** begin DATA SHOWN **

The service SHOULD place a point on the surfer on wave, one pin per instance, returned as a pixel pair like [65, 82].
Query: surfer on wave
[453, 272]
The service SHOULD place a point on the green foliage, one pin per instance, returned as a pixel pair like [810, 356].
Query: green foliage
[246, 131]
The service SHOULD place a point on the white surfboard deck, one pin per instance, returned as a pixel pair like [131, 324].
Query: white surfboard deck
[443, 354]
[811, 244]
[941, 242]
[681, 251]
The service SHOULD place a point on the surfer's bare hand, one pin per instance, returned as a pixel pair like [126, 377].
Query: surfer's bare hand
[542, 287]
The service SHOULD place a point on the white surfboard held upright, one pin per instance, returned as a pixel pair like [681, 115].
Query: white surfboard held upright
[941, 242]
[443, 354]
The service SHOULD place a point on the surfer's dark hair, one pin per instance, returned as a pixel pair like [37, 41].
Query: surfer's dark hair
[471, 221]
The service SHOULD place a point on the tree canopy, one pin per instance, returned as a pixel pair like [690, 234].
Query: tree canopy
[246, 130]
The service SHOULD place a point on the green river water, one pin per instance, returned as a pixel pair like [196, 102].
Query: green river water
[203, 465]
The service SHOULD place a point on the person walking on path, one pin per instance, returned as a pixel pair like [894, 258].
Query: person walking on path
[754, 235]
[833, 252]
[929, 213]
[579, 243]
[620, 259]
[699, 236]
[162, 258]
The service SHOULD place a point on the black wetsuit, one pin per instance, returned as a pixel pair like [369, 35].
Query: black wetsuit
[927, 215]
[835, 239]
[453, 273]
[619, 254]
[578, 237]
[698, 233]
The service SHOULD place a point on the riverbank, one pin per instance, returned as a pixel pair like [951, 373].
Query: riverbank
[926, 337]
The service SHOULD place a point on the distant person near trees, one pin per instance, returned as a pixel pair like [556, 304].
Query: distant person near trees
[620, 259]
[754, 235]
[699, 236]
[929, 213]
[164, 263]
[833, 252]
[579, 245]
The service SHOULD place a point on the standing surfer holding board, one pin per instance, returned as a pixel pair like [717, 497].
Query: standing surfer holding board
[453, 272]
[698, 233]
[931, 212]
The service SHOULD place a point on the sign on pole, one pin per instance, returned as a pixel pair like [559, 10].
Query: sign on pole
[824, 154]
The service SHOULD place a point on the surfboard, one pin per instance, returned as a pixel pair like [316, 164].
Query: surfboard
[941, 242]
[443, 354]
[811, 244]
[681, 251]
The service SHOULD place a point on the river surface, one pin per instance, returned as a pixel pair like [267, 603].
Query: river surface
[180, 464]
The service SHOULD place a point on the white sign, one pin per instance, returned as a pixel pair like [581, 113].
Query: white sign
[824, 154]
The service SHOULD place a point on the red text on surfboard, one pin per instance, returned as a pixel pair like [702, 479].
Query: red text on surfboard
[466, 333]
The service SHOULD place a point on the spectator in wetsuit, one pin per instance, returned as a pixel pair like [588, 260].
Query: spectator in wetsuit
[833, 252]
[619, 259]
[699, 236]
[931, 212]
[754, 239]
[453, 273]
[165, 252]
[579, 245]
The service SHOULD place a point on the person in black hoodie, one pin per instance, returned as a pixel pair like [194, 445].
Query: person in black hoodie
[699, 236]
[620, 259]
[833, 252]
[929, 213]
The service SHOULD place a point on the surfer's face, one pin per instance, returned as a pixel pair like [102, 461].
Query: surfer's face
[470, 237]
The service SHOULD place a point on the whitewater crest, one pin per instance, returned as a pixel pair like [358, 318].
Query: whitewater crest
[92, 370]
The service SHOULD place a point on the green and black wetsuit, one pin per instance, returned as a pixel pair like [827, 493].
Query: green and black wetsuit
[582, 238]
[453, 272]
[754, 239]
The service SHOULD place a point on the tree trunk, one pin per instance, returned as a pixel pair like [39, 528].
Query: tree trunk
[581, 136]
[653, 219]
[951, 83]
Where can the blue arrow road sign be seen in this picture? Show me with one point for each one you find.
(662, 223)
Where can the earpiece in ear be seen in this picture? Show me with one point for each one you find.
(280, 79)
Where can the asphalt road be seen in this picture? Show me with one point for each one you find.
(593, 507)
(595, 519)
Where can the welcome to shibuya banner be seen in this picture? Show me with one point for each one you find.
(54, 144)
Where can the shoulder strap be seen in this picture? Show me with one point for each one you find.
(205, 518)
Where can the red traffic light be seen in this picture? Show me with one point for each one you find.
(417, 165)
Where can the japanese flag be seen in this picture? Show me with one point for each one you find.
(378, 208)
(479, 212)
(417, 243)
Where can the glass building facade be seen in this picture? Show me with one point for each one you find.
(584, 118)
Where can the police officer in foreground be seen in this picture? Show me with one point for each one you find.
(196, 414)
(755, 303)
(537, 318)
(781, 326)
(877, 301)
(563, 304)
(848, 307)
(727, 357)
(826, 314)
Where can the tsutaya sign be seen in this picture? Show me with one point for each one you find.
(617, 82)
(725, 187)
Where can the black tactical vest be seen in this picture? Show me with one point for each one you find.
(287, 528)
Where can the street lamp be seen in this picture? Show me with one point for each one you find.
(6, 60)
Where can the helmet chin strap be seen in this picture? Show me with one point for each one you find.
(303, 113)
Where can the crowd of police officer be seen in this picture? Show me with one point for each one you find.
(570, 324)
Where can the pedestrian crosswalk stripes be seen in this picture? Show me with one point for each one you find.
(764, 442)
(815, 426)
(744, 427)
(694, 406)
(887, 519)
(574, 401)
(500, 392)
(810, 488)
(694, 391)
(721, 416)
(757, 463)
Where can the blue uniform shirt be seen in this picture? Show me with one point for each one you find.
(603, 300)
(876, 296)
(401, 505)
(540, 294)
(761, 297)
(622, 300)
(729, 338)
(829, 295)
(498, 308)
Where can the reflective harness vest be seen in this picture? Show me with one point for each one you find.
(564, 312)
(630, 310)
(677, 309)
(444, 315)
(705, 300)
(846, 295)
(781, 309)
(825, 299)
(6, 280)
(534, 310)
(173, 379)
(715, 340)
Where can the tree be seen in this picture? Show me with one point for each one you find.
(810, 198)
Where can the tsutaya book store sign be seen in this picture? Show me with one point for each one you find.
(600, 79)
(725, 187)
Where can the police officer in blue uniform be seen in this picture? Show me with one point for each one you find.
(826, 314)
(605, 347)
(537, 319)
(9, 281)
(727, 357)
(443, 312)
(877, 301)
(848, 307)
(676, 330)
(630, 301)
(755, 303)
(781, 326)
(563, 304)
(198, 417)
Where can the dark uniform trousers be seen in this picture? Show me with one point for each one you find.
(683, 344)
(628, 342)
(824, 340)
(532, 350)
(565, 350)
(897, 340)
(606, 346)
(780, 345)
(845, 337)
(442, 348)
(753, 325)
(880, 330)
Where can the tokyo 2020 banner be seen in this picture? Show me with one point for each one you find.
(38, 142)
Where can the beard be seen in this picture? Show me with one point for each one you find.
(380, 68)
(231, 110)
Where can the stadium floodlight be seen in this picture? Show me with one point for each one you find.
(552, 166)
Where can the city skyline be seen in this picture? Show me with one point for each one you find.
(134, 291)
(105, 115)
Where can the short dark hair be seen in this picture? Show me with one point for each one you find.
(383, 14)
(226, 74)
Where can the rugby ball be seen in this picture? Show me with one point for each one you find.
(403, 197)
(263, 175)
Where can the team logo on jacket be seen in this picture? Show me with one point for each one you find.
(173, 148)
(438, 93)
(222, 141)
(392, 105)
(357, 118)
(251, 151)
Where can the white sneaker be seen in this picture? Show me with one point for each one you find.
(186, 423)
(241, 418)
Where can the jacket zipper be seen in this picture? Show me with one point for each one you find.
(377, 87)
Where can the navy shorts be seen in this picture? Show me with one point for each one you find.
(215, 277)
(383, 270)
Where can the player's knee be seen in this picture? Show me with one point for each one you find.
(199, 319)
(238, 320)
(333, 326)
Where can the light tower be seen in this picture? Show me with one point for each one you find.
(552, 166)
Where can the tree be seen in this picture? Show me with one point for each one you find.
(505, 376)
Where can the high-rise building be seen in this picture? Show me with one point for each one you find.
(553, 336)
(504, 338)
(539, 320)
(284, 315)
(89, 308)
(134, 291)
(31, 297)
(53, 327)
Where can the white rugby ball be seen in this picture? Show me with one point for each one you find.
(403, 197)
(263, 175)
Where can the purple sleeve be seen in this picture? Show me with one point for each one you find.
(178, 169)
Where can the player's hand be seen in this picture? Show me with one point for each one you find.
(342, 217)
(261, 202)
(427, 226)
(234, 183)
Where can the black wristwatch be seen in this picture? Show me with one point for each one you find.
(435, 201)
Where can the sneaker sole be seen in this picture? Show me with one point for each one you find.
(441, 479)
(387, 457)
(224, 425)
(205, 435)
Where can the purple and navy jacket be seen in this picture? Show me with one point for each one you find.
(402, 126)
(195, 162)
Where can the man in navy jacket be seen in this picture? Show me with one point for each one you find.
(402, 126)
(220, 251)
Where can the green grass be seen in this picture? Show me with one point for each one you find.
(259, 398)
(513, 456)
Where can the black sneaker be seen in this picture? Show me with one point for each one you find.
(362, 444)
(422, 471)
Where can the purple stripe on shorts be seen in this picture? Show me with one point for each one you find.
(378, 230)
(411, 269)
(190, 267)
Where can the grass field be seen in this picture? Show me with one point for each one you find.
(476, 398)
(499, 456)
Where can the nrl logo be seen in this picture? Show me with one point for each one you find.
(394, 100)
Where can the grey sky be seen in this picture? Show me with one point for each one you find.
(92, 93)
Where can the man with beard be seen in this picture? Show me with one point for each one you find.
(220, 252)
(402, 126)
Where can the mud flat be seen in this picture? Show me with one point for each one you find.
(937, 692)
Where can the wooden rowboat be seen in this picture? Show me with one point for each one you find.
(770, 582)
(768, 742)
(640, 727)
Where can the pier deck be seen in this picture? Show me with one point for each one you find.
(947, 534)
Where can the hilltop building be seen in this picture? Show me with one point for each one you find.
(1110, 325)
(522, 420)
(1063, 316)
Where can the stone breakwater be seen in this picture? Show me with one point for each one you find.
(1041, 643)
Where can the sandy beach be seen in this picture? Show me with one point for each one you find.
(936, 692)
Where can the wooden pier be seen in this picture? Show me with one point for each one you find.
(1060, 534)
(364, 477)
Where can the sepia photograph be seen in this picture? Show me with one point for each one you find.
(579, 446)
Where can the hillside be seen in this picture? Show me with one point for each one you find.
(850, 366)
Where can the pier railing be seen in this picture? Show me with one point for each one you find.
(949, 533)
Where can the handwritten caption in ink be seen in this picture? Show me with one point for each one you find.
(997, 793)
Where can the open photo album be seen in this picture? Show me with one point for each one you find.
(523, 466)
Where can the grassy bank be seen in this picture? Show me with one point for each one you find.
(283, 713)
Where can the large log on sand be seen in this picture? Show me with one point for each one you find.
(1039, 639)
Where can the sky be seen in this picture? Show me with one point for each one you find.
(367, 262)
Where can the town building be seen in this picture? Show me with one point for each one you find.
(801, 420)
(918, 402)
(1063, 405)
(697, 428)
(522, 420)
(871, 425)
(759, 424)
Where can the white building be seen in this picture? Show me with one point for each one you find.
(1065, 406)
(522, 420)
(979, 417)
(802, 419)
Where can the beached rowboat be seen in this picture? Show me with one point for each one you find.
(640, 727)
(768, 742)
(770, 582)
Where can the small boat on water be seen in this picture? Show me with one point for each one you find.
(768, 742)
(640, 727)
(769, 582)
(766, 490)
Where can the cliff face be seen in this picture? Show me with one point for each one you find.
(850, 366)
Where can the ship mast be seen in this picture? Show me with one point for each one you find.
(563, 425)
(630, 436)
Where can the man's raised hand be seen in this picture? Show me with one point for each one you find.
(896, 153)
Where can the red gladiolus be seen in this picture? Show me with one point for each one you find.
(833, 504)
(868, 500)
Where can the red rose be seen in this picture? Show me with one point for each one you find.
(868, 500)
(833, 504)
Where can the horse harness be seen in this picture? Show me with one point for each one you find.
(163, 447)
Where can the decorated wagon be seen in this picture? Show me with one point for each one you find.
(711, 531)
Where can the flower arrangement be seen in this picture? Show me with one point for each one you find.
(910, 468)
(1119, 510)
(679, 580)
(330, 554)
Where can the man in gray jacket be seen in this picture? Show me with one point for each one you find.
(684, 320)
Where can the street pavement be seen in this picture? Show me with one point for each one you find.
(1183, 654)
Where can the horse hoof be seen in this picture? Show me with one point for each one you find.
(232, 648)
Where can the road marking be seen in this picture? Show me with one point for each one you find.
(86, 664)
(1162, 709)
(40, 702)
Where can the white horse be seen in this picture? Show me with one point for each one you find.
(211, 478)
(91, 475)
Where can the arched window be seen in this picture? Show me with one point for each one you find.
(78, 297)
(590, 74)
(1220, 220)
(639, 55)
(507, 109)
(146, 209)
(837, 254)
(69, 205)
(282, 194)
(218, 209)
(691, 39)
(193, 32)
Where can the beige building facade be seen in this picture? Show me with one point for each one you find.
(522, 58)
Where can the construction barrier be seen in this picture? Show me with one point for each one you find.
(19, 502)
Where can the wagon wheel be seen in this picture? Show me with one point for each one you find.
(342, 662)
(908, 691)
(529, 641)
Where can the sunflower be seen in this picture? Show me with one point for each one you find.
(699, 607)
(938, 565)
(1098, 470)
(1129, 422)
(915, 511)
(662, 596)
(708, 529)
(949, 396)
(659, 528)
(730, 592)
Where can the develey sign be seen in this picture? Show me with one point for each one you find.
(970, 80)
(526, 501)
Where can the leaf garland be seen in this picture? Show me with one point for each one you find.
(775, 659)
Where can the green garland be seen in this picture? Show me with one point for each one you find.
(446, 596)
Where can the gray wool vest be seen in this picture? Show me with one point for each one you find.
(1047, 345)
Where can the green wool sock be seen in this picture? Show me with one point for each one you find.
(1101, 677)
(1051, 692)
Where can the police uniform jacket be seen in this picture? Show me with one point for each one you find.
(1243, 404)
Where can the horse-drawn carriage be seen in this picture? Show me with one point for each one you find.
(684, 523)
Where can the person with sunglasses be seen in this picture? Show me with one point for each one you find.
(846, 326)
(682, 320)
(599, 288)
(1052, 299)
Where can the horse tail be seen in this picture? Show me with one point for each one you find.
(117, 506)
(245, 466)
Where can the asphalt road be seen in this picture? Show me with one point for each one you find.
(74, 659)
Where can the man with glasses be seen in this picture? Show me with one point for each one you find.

** end DATA SHOWN **

**GOAL**
Reproduce only the lines running from the one with "Where can the horse-drawn" through the final line of the listing above, both ends included.

**EXERCISE OUTPUT**
Where can the horse-drawn carriage be seen in this picture? Show me with one point for each one you find.
(684, 523)
Where can the person with sunglasses be seen in this picture? Show me with one point for each one you find.
(846, 326)
(682, 320)
(599, 288)
(1052, 299)
Where can the horse tail be seen in this picture? Show me with one point for each one you find.
(117, 506)
(245, 466)
Where can the asphalt road be seen in this picture? Show me with one point for each one you find.
(74, 659)
Where can the man with glasses be seen in this picture? Show me with one point for each one you find.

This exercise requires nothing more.